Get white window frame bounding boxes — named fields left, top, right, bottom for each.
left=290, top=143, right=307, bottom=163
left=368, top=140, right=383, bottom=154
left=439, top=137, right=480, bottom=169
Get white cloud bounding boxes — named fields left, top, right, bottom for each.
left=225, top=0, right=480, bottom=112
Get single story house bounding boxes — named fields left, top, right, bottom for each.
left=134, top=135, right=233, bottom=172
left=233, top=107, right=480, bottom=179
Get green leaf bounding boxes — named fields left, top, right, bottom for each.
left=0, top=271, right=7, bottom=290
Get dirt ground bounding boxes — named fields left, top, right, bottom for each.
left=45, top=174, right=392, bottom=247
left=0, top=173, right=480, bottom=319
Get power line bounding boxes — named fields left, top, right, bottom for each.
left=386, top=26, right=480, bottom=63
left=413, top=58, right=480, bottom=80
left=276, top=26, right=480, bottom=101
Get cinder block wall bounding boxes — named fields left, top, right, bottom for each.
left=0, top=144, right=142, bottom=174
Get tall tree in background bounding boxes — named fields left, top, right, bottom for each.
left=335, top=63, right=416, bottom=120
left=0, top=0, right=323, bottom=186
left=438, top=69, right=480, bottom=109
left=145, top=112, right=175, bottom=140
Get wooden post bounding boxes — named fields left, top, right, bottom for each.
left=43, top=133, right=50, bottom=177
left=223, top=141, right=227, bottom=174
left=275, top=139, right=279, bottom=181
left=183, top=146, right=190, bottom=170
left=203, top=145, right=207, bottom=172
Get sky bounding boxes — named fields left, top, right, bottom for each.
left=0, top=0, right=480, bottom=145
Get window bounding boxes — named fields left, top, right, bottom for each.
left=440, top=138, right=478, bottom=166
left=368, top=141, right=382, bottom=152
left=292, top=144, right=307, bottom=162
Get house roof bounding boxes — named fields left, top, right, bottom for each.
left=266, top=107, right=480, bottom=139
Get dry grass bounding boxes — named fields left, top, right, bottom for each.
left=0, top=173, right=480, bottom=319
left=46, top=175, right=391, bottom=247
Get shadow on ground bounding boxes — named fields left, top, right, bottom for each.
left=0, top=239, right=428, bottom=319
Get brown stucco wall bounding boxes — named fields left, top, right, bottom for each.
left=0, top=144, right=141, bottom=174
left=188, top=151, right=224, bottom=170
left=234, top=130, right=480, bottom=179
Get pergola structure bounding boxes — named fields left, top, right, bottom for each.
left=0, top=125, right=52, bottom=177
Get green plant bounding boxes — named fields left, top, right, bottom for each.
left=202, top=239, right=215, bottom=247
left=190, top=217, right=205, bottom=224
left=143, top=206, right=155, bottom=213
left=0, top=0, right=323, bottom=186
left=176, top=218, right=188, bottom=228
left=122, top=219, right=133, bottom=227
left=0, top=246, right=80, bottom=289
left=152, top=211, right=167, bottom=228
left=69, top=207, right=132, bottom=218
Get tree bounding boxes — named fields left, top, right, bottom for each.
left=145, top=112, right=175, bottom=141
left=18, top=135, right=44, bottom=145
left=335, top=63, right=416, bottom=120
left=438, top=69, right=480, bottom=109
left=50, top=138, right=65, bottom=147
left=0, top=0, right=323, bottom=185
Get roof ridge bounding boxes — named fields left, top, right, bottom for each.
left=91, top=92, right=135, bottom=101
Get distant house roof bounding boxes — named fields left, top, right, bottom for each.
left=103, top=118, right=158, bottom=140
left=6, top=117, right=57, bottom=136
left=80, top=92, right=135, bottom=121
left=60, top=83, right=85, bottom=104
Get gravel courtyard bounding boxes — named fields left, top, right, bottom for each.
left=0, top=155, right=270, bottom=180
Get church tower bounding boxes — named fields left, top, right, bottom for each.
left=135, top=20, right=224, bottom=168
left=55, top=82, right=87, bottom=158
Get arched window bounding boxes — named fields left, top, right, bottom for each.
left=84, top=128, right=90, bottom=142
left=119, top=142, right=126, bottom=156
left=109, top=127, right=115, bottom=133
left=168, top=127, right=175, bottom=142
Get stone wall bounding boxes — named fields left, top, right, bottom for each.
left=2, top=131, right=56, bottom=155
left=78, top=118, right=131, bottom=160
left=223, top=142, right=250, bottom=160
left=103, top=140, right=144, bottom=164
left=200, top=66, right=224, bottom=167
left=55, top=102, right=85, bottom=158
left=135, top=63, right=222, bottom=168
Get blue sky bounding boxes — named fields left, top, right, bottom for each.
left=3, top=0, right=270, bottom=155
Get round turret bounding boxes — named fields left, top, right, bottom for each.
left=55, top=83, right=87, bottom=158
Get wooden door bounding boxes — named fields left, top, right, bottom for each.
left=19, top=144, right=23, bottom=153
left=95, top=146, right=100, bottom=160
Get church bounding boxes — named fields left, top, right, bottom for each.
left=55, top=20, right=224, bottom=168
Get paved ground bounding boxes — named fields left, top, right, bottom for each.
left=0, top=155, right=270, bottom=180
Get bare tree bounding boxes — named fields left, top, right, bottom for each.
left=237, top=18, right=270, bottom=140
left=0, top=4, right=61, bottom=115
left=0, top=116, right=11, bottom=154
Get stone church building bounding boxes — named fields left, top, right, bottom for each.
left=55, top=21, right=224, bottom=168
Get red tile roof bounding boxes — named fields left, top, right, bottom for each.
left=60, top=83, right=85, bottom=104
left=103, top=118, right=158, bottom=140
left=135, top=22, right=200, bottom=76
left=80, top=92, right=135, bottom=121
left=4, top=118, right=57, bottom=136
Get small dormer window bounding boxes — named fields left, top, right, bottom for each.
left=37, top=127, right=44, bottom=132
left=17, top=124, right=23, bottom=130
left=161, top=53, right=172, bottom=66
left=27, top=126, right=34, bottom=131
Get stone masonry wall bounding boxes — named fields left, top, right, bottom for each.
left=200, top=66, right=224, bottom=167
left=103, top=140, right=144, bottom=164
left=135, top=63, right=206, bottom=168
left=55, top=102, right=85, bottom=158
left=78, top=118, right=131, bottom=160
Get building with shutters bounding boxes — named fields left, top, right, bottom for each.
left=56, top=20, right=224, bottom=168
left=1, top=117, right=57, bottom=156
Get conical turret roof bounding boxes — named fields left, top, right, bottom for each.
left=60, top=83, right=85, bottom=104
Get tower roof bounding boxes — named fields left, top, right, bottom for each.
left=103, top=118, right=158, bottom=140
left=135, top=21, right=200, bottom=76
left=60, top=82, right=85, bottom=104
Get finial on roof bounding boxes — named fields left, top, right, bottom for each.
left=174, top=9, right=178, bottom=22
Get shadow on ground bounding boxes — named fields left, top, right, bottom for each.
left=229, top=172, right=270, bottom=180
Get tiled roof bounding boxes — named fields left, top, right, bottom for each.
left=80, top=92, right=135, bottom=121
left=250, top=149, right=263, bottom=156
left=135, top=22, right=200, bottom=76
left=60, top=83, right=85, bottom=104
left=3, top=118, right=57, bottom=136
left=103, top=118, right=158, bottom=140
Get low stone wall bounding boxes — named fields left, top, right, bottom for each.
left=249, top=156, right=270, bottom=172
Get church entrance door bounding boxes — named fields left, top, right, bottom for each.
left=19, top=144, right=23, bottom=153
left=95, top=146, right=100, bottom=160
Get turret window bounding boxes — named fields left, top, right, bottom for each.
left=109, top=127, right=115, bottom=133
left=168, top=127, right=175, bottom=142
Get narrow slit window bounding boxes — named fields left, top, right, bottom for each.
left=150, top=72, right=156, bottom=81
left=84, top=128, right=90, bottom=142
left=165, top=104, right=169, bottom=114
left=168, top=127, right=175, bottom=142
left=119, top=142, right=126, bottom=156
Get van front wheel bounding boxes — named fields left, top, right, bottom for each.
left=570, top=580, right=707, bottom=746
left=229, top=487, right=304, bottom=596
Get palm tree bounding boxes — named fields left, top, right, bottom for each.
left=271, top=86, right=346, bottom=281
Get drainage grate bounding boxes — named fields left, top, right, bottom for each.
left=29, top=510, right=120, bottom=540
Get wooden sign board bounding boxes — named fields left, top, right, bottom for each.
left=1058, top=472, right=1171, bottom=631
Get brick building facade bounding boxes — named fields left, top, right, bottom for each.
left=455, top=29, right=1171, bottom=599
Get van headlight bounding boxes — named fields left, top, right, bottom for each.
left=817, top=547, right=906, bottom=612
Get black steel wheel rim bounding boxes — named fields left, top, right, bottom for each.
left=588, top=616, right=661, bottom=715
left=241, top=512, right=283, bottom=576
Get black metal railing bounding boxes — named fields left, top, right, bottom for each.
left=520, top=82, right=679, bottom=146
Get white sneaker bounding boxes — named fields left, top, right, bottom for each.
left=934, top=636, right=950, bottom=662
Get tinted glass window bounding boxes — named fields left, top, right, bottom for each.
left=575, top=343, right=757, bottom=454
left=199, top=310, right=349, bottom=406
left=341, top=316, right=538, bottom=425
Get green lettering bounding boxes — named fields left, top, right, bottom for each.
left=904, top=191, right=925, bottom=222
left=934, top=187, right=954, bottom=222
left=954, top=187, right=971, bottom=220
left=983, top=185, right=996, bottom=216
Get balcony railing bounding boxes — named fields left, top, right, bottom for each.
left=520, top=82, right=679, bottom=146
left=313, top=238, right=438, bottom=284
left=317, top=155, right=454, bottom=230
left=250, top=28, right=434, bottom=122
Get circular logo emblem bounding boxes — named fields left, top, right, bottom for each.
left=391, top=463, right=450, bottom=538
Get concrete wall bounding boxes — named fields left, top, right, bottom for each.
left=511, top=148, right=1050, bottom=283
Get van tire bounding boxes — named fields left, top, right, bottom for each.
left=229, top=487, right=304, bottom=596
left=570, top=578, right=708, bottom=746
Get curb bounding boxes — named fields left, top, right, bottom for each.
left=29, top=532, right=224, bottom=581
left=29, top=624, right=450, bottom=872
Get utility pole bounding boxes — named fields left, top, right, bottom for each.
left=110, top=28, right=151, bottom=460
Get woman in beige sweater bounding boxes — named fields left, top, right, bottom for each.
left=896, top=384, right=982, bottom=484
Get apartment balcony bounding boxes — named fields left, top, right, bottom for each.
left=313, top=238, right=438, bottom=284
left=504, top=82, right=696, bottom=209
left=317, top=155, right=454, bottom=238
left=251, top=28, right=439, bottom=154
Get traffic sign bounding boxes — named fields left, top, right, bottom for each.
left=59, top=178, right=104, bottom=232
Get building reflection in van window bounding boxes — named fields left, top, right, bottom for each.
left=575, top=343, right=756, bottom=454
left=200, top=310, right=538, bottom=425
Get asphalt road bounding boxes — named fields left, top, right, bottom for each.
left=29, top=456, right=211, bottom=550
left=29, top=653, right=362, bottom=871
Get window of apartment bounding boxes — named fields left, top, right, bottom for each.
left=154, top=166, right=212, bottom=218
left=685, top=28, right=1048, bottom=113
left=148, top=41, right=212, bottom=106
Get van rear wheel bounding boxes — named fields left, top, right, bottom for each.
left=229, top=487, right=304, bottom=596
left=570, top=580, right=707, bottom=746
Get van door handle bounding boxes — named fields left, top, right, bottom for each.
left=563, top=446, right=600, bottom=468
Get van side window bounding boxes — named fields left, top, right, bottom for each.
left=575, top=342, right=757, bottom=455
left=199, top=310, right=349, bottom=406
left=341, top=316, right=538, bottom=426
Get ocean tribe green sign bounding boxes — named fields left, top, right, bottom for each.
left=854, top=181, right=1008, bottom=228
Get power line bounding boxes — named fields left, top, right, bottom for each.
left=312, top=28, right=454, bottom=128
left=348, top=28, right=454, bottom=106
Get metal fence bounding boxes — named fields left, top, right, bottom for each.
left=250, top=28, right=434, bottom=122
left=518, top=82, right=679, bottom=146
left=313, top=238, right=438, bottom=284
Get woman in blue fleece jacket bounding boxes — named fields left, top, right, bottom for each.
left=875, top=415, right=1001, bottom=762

▶ _Directions_
Could you give the records again from the line with "Get white cloud" up to and including the line with "left=0, top=271, right=7, bottom=290", requests included, with every bounding box coordinate in the answers multiplied by 2.05 and rounded to a whole number (halves rounded up)? Give only those lines.

▶ _Solved exercise_
Get white cloud bounding boxes — named fields left, top, right, bottom for each.
left=461, top=0, right=984, bottom=230
Get single story house bounding boxes — named fields left, top, right, bottom for each.
left=275, top=277, right=478, bottom=353
left=478, top=219, right=984, bottom=367
Get green leaf bounding boxes — named fields left, top, right, bottom for each.
left=0, top=556, right=14, bottom=595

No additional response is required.